2.1.2 Appellante heeft in haar "Steunaanvraag oogst 2003" van 15 september 2003 steun aangevraagd voor "hennepvezels met een maximumpercentage aan onzuiverheden en scheven van 15% die voor 1 mei 2005 geproduceerd zullen worden uit stro dat in Nederland in 2003 werd geoogst".
Naar aanleiding van deze aanvraag heeft de AID een controle uitgevoerd, waarbij, samengevat weergegeven, de volgende afwijking is geconstateerd: voor een deel van de door appellante in de perioden van 1 januari 2004 tot en met 30 april 2004 en 1 september 2004 tot en met 31 december 2004 geproduceerde hennepvezels ligt het percentage aan onzuiverheden en scheven van de geproduceerde hennepvezels boven het in de aanvraag opgegeven maximum van 15.

• GETOONDE GEGEVENS:
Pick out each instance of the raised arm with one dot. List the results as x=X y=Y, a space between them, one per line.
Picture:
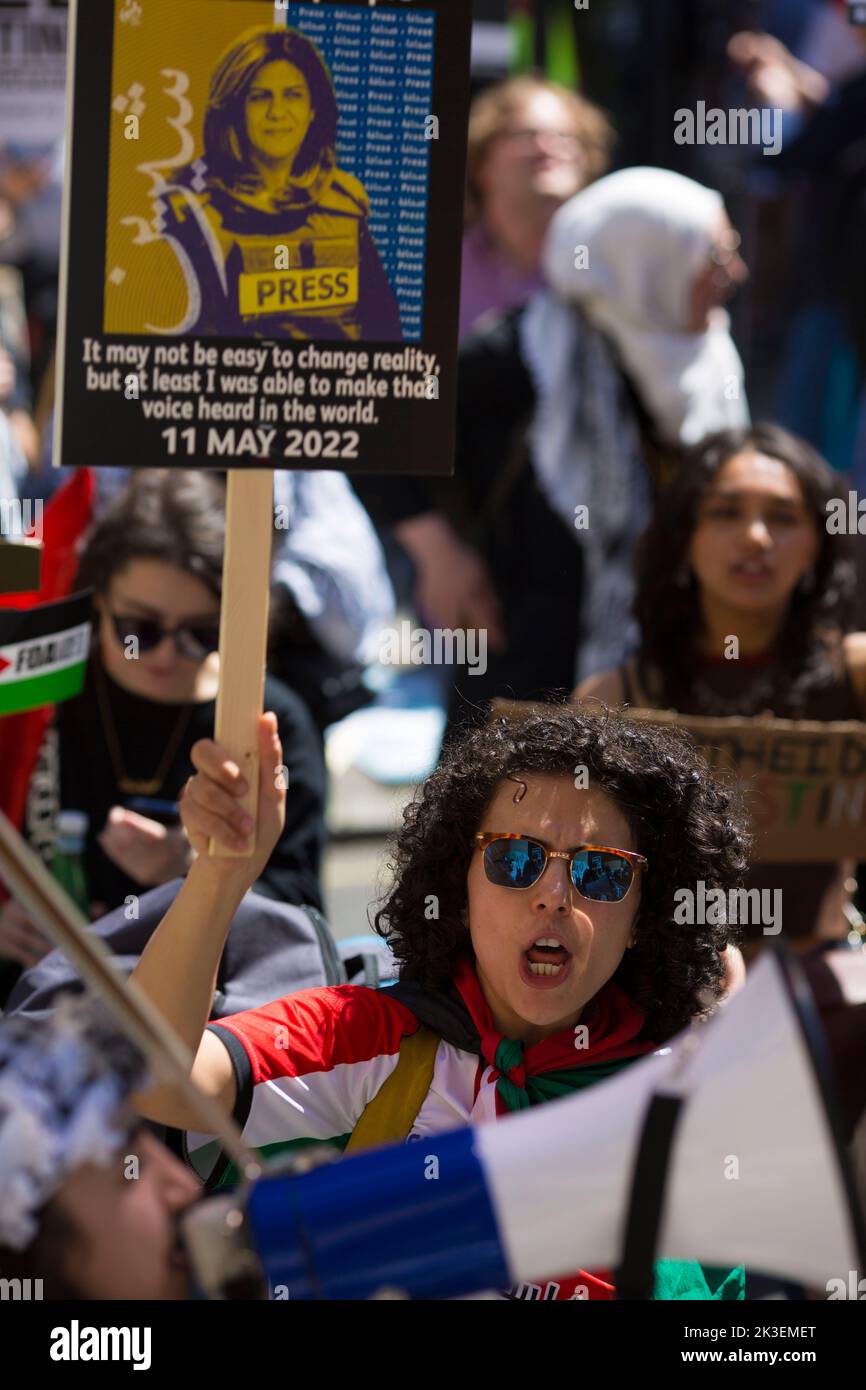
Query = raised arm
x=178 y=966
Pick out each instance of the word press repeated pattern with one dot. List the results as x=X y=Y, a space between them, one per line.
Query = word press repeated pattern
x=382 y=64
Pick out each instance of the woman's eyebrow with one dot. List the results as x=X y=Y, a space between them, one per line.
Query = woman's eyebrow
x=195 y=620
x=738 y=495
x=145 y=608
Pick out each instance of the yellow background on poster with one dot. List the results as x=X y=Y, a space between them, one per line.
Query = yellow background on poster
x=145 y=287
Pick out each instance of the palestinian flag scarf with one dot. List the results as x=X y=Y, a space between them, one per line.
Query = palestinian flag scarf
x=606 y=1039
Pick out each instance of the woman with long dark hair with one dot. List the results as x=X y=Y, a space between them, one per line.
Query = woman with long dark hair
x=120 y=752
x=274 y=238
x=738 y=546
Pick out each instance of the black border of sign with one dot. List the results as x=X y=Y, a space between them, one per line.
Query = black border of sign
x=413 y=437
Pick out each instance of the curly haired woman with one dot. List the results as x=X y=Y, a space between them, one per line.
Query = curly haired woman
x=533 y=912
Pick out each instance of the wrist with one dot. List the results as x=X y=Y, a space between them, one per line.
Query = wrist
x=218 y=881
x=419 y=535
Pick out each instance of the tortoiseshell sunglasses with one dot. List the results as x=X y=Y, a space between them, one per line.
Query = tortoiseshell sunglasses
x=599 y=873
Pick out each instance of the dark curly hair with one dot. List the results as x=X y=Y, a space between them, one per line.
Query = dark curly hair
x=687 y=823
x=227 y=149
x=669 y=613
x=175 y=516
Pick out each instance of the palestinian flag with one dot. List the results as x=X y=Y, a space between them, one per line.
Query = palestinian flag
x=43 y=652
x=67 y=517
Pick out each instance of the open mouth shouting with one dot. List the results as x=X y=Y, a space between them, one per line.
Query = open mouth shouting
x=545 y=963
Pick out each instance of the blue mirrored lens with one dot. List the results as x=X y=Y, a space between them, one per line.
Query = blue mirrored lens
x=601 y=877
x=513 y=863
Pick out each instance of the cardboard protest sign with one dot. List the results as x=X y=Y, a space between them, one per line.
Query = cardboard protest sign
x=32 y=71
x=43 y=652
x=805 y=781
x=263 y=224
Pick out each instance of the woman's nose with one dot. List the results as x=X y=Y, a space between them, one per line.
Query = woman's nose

• OPGAVE A: Welk maximumpercentage aan onzuiverheden en scheven gaf appellante op in haar steunaanvraag volgens het fragment over de hennepvezelsteun?
• OPGAVE B: Zet het fragment over de hennepvezelsteun voort vanaf de laatste zin.

• UITKOMST A: 15%.

• UITKOMST B:
Bij besluit van 12 oktober 2005 heeft verweerder op basis van de bevindingen van de AID en met toepassing van artikel 14, derde lid, van Verordening (EG) nr. 245/2001 op de steunaanvraag oogst 2003 beslist en aan appellante, na aftrek van een reeds betaald voorschot, € 18.867,73 aan steun toegekend.
Tegen dit besluit heeft appellante bij brief van 18 oktober 2005 een bezwaarschrift ingediend, dat thans als beroepschrift wordt behandeld.
2.2 Appellante heeft in beroep, samengevat weergegeven, het volgende aangevoerd.
2.2.1 Ten aanzien van de steunaanvraag oogst 2002
Verweerder heeft niet duidelijk gemaakt waarop hij zijn standpunt baseert dat appellante voor de periode van 1 juli 2002 tot en met 31 december 2002 Duits hennepstro heeft gebruikt.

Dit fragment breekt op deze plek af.